TESTO SELEZIONATO:
+ + +

Bruxelles – “Abbiamo bisogno di empatia nelle amministrazioni, perché fuggiamo da un inferno di guerra e ci troviamo di fronte a un inferno amministrativo”. Sono parole di un rifugiato palestinese, non pronunciate da lui, ma che sono arrivate a Bruxelles attraverso la consigliera del Comune spagnolo di Badalona Fatima Taleb.
Cosa unisce la Palestina alla Spagna? Un movimento di persone che nella corso dei secoli si è sempre spostato in varie parti del mondo. Nel ’38 gli spagnoli che fuggivano dalla guerra civile, oggi palestinesi, siriani, afghani ed eritrei fuggono da conflitti, dittature e povertà.
Il legame tra un piccolo comune spagnolo e il grande tema dell’immigrazione e della crisi umanitaria sono i tanti sindaci di piccoli e grandi comuni, città europee che sono in prima fila nell’accoglienza dei rifugiati. 160 persone da 19 città di 13 Paesi europei, inclusi 12 sindaci, si sono incontrate al Parlamento europeo durante l’iniziativa del partito di sinistra europeo Gue: Solidacities”.
Mentre l’Europa rafforza il sistema della difesa e del controllo delle frontiere, chiudendo le porte, molti sindaci europei hanno deciso di aprire le porte ai rifugiati. “Il 70% delle domande di asilo l’anno scorso in Spagna sono state rifiutate, ha spiegato il sindaco di Pamplona Joseba Asirón, Abbiamo chiesto all’Europa di aprire le frontiere esterne e interne, una deroga a una vergognosa legge di gestione rifugiati con i paesi terzi e all’accordo tra Unione europea con la Turchia”.
Secondo un altro sindaco ‘solidale’ Joan Robó, primo cittadino di Valencia in Spagna, “l’accordo con la Turchia è un calcio a tutto ciò in cui crediamo e noi vogliamo una nuova Europa, in cui i leaders siano all’altezza dei valori democratici”.
Ci sono luoghi che sono in prima linea e devono necessariamente affrontare la questione dei rifugiati e altri che invece scelgono come dovere quello di accogliere anche se non sono sul fronte. David Llistar del Comune di Barcellona ha raccontato l’esperienza locale in cui la solidarietà è nata senza che la città fosse coinvolta direttamente nel problema migratorio. “Non sto parlando di Lampedusa, né di un posto in cui c’è un grande flusso di migranti”, ha detto Llistar, “ma collaboriamo con le città che accolgono i profughi”.
Il progetto di distribuire i rifugiati in Europa è prima di tutto un progetto istituzionale, legato alla politica del ricollocamento del 2015 che prevedeva la redistribuzione di 160 mila persone in 23 stati. Eppure a un anno di distanza solo 5.600 sono stati ricollocati, 4.600 provenienti dalla Grecia e 1.200 dall’Italia. “Un meccanismo che sparirà,” secondo Llistar, “A Bratislava si è parlato di ‘solidarietà flessibile’, cioè ‘solidarietà fino a quando e se ci conviene”.

+ + +

DATI FORNITI:
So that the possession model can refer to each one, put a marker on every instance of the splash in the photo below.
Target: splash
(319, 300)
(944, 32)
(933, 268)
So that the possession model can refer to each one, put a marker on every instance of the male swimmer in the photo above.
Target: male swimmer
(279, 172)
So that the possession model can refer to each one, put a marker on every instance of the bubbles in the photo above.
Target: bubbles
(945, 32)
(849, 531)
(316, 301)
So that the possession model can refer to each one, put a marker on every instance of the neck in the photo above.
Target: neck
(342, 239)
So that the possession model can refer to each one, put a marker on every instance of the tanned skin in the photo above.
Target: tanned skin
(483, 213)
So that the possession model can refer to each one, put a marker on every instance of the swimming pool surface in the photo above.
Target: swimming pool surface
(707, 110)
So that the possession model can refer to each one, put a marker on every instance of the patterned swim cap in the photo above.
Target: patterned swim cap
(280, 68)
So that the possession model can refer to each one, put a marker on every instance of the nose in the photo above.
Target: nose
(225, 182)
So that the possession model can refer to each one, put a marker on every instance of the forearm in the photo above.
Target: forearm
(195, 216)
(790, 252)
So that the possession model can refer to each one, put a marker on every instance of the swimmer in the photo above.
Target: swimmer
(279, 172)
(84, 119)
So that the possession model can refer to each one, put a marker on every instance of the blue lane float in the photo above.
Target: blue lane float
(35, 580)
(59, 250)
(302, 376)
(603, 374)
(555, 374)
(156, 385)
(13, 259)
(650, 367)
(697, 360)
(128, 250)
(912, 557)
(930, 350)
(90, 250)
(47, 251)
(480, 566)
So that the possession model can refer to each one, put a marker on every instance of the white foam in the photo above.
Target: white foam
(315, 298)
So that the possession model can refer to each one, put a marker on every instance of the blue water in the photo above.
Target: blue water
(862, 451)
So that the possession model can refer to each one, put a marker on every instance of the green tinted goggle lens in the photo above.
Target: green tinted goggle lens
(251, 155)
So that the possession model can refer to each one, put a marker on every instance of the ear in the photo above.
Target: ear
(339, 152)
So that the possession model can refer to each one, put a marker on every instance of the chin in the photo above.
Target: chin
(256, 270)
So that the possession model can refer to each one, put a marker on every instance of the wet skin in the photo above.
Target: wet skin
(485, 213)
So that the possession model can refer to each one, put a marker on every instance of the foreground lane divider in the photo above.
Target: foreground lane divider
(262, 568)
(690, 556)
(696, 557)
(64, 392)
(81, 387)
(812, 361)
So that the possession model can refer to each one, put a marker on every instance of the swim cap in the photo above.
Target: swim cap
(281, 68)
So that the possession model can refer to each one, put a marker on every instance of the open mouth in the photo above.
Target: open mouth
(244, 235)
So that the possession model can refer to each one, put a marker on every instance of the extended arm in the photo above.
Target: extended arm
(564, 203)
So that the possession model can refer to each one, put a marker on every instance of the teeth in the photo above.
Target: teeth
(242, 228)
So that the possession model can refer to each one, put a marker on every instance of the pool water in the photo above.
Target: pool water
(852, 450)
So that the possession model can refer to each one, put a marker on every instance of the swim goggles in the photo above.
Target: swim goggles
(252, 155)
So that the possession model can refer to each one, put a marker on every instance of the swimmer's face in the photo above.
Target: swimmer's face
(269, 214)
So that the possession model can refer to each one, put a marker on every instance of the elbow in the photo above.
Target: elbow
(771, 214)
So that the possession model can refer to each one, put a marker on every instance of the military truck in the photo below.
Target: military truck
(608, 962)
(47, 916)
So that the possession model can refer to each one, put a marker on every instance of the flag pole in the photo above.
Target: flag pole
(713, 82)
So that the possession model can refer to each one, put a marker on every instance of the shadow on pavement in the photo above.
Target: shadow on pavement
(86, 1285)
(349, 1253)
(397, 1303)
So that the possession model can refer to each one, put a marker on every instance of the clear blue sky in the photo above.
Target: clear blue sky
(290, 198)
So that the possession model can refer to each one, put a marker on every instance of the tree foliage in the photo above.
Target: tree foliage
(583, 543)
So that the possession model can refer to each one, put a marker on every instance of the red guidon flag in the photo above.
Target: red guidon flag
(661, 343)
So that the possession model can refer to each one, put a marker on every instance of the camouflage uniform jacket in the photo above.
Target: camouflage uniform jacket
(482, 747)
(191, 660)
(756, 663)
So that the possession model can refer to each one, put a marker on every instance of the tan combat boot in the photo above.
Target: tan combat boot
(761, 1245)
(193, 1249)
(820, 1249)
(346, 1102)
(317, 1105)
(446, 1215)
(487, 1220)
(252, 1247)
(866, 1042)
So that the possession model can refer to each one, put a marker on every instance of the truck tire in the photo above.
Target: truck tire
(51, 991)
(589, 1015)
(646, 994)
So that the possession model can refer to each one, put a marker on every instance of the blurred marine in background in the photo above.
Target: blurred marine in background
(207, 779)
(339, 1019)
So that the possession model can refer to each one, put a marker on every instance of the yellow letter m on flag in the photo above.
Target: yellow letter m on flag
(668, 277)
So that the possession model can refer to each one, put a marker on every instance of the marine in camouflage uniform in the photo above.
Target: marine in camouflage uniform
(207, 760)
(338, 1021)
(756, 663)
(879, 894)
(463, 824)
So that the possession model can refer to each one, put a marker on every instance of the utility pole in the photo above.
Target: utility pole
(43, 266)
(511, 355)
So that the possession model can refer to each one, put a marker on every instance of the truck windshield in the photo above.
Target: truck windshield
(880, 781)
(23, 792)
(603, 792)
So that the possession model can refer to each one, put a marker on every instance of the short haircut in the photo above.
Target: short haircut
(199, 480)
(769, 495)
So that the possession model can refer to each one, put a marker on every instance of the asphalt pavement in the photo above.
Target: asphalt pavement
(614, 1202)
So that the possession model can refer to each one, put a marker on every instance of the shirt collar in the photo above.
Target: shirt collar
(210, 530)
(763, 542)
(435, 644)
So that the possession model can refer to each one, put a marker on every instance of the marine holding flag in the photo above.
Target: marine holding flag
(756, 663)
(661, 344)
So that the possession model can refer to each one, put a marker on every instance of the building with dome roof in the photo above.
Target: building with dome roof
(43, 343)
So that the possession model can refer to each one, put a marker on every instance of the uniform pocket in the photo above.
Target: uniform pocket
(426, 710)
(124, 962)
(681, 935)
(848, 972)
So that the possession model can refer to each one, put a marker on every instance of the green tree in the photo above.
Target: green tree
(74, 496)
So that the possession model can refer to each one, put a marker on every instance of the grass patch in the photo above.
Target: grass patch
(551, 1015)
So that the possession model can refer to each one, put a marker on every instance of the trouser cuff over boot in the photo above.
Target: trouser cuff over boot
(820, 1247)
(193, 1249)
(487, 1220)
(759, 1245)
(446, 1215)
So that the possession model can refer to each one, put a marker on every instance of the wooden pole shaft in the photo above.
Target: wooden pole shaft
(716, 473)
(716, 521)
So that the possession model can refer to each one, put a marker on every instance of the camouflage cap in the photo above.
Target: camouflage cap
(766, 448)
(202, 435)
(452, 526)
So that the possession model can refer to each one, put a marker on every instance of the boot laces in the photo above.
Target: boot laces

+ + +

COMPITI:
1/ In base al testo selezionato, spieghi in una o due frasi per quale motivo un rifugiato palestinese chiede empatia nelle amministrazioni.
2/ Secondo il testo selezionato, quante persone erano state ricollocate a un anno di distanza dalla politica del ricollocamento del 2015?
3/ Elenchi tutte le persone citate per nome nel testo selezionato, indicando per ciascuna il ruolo riportato.

SOLUZIONI:
1/ Il rifugiato chiede empatia perché, dopo essere fuggiti da un inferno di guerra, i rifugiati si trovano di fronte a un inferno amministrativo.

2/ Solo 5.600 persone, di cui 4.600 provenienti dalla Grecia e 1.200 dall'Italia.

3/
- Fatima Taleb, consigliera del Comune spagnolo di Badalona
- Joseba Asirón, sindaco di Pamplona
- Joan Robó, primo cittadino di Valencia
- David Llistar, del Comune di Barcellona